DOCUMENT PASSAGE:
It is true that volunteers are at the heart of any sport throughout the Central West, and the same can be said for right here in Canowindra. And it is these volunteers that remain key to ensuring sporting clubs and organisations can get back on track following the impact of COVID-19.
Sport Australia’s latest AusPlay report has identified volunteering as the lifeblood for organised competition with an increasing number of opportunities identified, particularly for those with a disability, retirees, low-income households and people who speak a language other than English.
It found, almost three million Australians volunteer in sport, but additional support is needed to ensure organised competition returns stronger than ever following the impact of the pandemic.
The report also highlights the strong role sporting clubs play in rural and regional communities with volunteering more common outside of major cities despite having similar participation rates.
“Without volunteers, sport at the community level doesn’t exist,” Sport Australia Acting CEO Rob Dalton.
“As a nation, we’re incredibly fortunate to have 2.9 million Australians put up their hand to volunteer and we owe these people a great amount of gratitude for their time and energy.”
From the thousands of people that took part in the survey across Australia, the most common non-playing role is coaching followed by officiating. Team managers are more likely to be female while men more often take on coaching roles. Around 774,000 Australians also take on multiple roles. Roles also change as we age with our youngest volunteers almost always taking on the coaching or officiating duties, with administrator or committee member roles most popular in the 55 and over age group.

LISTED RECORDS:
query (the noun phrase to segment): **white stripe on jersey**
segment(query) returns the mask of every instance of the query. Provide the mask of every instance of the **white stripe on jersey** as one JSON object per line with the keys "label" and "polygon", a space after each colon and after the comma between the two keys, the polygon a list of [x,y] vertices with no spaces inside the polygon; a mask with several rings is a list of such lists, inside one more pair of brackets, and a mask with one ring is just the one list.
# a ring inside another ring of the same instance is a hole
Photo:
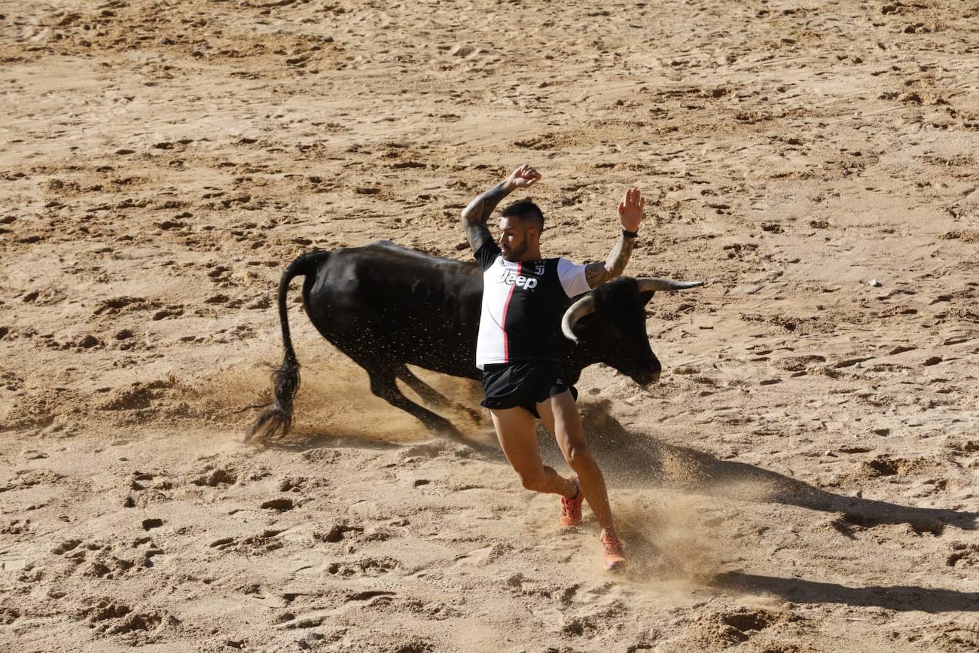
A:
{"label": "white stripe on jersey", "polygon": [[480,335],[476,341],[476,366],[483,369],[486,364],[509,362],[506,344],[506,309],[513,297],[515,284],[501,283],[504,270],[519,272],[520,263],[496,260],[483,272],[483,309],[480,313]]}
{"label": "white stripe on jersey", "polygon": [[[517,276],[518,281],[523,263],[504,260],[497,256],[492,265],[483,272],[483,308],[480,314],[480,333],[476,343],[476,367],[510,362],[507,343],[506,313],[513,297],[516,283],[504,281],[509,276]],[[539,272],[537,272],[539,274]],[[591,288],[584,276],[584,265],[577,265],[567,258],[558,258],[557,275],[561,288],[568,297],[586,293]],[[533,283],[536,280],[531,279]]]}

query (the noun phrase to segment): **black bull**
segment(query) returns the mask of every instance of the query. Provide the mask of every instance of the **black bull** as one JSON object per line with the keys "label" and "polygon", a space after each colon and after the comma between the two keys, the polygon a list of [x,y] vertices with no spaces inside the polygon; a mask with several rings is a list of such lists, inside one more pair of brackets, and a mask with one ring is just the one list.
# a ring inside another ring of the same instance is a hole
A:
{"label": "black bull", "polygon": [[[374,395],[421,420],[432,431],[457,436],[445,418],[406,397],[400,379],[428,403],[447,400],[411,373],[416,365],[450,376],[480,379],[476,338],[483,274],[476,263],[431,257],[387,241],[335,252],[310,252],[289,264],[279,282],[279,319],[285,358],[273,377],[274,399],[248,428],[253,436],[284,436],[292,425],[300,364],[289,336],[286,295],[294,277],[305,276],[303,304],[316,329],[363,367]],[[660,376],[649,347],[644,306],[655,290],[699,285],[621,277],[578,301],[569,300],[561,324],[561,360],[569,383],[582,369],[606,363],[639,385]],[[652,288],[653,290],[648,290]],[[589,299],[590,298],[590,299]],[[266,404],[267,405],[267,404]]]}

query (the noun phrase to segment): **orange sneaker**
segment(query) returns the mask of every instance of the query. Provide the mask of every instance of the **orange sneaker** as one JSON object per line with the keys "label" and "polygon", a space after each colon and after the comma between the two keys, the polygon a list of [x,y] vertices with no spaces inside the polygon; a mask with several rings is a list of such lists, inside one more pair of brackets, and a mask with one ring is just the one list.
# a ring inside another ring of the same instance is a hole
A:
{"label": "orange sneaker", "polygon": [[605,569],[619,571],[626,569],[626,545],[608,531],[602,531],[602,549],[605,553]]}
{"label": "orange sneaker", "polygon": [[584,500],[584,494],[582,493],[582,484],[579,483],[577,476],[572,477],[571,482],[578,488],[578,493],[573,499],[561,497],[561,526],[578,526],[582,523],[582,502]]}

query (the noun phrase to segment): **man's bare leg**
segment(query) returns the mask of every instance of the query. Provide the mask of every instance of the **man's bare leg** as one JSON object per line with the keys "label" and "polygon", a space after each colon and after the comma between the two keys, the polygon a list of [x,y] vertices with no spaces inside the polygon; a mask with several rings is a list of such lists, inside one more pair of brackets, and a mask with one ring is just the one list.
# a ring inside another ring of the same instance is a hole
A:
{"label": "man's bare leg", "polygon": [[540,460],[537,448],[536,420],[524,408],[490,410],[496,438],[510,465],[520,475],[524,488],[538,492],[575,495],[578,488]]}
{"label": "man's bare leg", "polygon": [[543,420],[544,426],[554,434],[564,459],[578,474],[582,491],[584,492],[584,500],[591,507],[595,520],[605,531],[614,534],[615,524],[612,519],[612,508],[609,506],[608,490],[605,488],[605,477],[591,457],[591,450],[584,440],[582,417],[578,414],[578,406],[571,396],[571,391],[566,390],[538,403],[537,413]]}

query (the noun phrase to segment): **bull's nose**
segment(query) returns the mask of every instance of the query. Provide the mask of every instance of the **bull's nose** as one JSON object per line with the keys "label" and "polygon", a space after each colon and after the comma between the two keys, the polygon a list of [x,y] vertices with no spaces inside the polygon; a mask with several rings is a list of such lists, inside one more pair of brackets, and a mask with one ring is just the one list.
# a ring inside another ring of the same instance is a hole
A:
{"label": "bull's nose", "polygon": [[659,380],[660,380],[659,371],[645,372],[635,377],[635,382],[640,386],[648,386],[649,384],[656,383]]}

TASK REQUIREMENTS: In the article on sport volunteering, rewrite the passage between "Sport Australia’s latest" and "other than English.", inclusive, changing "lifeblood" to "backbone". The entries are not needed for this work.

REPLY:
Sport Australia’s latest AusPlay report has identified volunteering as the backbone for organised competition with an increasing number of opportunities identified, particularly for those with a disability, retirees, low-income households and people who speak a language other than English.